PROBLEMS AND TASKS =
A. Reproduce the stretch from "Reading the table, top" through "about 5.9 ms." in the walkthrough of the mixed-model table, keeping every word and mark unchanged.
B. Write the next part of the walkthrough of the mixed-model table, picking up right after its final sentence.

SUPPLIED TEXT =
* * *

Reading the table, top to bottom:

* **Fixed effects** first, as in any regression table. With `lmerTest`
  loaded, inference is a **t-test with Satterthwaite degrees of
  freedom** — the `lmerTest` default (Kuznetsova et al. 2017), offered
  by SAS PROC MIXED as `DDFM=SATTERTHWAITE` — and the footer says so.
* The **`Random effects:`** block reports the variance components as
  rows, each with its own SE and CI: the between-subject SD of the
  intercept and of the `Days` slope (`σ`), their correlation (`ρ`), and
  the residual SD. The SD scale is the default because it is in the
  units of the outcome (Gelman & Hill 2007) — sleep deprivation adds
  about 10.5 ms per day on average (fixed `Days`), while individual
  slopes spread around that mean with an SD of about 5.9 ms.

* * *

PROVIDED INFORMATION =
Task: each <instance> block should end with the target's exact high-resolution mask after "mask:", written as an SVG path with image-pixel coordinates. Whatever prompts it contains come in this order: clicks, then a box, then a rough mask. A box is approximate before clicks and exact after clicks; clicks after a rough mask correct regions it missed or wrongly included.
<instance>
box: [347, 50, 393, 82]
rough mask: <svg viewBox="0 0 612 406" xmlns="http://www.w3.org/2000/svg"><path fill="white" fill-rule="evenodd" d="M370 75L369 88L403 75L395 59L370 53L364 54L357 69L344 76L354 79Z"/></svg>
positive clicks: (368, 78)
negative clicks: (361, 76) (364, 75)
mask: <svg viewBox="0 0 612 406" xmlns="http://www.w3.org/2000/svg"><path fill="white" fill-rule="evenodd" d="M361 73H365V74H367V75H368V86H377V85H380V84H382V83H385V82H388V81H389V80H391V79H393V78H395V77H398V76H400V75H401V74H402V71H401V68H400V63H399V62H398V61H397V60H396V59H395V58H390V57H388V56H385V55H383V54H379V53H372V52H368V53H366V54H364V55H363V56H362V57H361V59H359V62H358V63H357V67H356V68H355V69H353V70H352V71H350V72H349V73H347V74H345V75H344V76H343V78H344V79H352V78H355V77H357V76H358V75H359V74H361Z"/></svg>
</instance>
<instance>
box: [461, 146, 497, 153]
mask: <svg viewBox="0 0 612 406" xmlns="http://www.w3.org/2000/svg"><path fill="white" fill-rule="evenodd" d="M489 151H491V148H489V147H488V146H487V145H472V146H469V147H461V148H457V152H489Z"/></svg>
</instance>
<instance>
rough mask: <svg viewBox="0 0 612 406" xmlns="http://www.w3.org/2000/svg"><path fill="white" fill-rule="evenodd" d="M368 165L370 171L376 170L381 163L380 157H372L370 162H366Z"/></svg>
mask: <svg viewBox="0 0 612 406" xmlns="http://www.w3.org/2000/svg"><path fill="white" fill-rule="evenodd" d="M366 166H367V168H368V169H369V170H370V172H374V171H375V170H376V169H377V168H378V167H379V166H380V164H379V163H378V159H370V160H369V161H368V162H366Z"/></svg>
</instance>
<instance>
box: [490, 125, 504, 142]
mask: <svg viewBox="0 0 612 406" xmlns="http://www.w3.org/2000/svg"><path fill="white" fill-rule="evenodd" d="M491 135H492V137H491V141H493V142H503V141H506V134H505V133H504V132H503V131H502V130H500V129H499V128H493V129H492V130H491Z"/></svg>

* * *

TASK-BY-TASK OUTPUTS =
A.
Reading the table, top to bottom:

* **Fixed effects** first, as in any regression table. With `lmerTest`
  loaded, inference is a **t-test with Satterthwaite degrees of
  freedom** — the `lmerTest` default (Kuznetsova et al. 2017), offered
  by SAS PROC MIXED as `DDFM=SATTERTHWAITE` — and the footer says so.
* The **`Random effects:`** block reports the variance components as
  rows, each with its own SE and CI: the between-subject SD of the
  intercept and of the `Days` slope (`σ`), their correlation (`ρ`), and
  the residual SD. The SD scale is the default because it is in the
  units of the outcome (Gelman & Hill 2007) — sleep deprivation adds
  about 10.5 ms per day on average (fixed `Days`), while individual
  slopes spread around that mean with an SD of about 5.9 ms.

B.
* The p column of the random-effect rows shows a **dash, by design**
  — see the next section.
* Below the rule: `n` (observations), **`N (Subject)`** (groups),
  and the **Nakagawa marginal / conditional R²** — the variance
  explained by the fixed effects alone versus fixed and random
  together (Nakagawa & Schielzeth 2013). The gap between the two
  (0.28 vs 0.80 here) is itself a summary of how much the grouping
  structure matters.
* The footer closes with the **likelihood-ratio test of the whole
  random part** against the same model without random effects,
  referred to a **chi-bar-squared** mixture distribution.

## Why the variance components carry no p-value

A variance cannot be negative, so the null hypothesis "this variance
component is zero" sits **on the boundary** of the parameter space.
There, the usual Wald z-test is invalid — its reference distribution is
wrong, and the resulting p-value is conservative in an unknown degree
(Self & Liang 1987). Printing a Wald p next to each `σ` would look
rigorous and be meaningless. None of the dedicated mixed-model
engines prints one by default — `lme4`, `nlme`, Stata `mixed`, and
MLwiN all decline; SAS PROC MIXED offers a Wald Z only behind its
`COVTEST` option, with documented cautions.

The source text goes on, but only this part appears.